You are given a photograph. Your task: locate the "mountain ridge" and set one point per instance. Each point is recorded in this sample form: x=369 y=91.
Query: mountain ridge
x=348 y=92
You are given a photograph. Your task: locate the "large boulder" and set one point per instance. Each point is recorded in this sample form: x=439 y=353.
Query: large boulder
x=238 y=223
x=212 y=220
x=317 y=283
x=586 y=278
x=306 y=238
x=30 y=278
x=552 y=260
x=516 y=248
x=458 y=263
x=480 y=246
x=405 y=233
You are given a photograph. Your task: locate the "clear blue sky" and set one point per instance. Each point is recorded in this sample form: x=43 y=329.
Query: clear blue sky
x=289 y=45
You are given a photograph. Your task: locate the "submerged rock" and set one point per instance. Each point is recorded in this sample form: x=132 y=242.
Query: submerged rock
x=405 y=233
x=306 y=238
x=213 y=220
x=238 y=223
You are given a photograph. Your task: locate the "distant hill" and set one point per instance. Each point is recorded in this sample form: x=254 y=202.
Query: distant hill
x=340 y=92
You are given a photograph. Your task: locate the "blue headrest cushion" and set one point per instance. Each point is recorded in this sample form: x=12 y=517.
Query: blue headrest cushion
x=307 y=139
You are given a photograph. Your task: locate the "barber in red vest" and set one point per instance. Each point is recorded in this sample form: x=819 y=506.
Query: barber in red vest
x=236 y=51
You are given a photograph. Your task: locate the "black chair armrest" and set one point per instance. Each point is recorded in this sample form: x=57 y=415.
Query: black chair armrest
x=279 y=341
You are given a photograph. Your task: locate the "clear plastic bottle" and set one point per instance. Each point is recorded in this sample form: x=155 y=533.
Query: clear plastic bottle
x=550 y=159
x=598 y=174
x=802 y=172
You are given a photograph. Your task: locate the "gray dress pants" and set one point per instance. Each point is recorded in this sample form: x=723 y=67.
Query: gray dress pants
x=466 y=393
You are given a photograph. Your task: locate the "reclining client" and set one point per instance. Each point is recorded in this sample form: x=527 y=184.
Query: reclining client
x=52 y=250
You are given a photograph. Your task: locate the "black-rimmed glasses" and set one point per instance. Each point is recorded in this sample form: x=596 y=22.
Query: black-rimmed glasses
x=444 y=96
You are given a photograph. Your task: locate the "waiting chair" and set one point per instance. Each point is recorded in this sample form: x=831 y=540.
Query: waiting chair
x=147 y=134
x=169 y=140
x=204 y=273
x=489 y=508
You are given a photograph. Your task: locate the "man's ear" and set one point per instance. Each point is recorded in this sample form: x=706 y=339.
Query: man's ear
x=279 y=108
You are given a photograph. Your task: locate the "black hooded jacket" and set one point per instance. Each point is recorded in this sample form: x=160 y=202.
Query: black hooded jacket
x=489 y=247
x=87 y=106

--*--

→ **ACTIVITY**:
Output exactly the lines of the data that run from the one containing "form: x=527 y=184." to the very last line, and no others.

→ **EXERCISE ANSWER**:
You are given a photograph. Your task: locate the "reclining client" and set one point per instance. Each point is recorded in this sample form: x=527 y=184.
Query: reclining client
x=52 y=250
You are given a photograph. Your task: locate the "black-rimmed glasses" and set one point per instance. Each point is recorded in this sample form: x=596 y=22.
Query: black-rimmed glasses
x=444 y=96
You are given a photograph. Your task: locate the "waiting chair" and set one point per instance. Each point is recorded in this sample form: x=831 y=540.
Query: waiting chair
x=147 y=134
x=169 y=140
x=204 y=273
x=489 y=508
You are given a photograph. Your task: locate the "man's ear" and set one point per instance. Each point is recorded in this sample form: x=706 y=339.
Query: man's ear
x=279 y=108
You are given a photograph. Your task: locate the "black hooded jacket" and set one point per instance. Each point is recorded in this sample form: x=160 y=202.
Query: black hooded jacket
x=489 y=247
x=87 y=106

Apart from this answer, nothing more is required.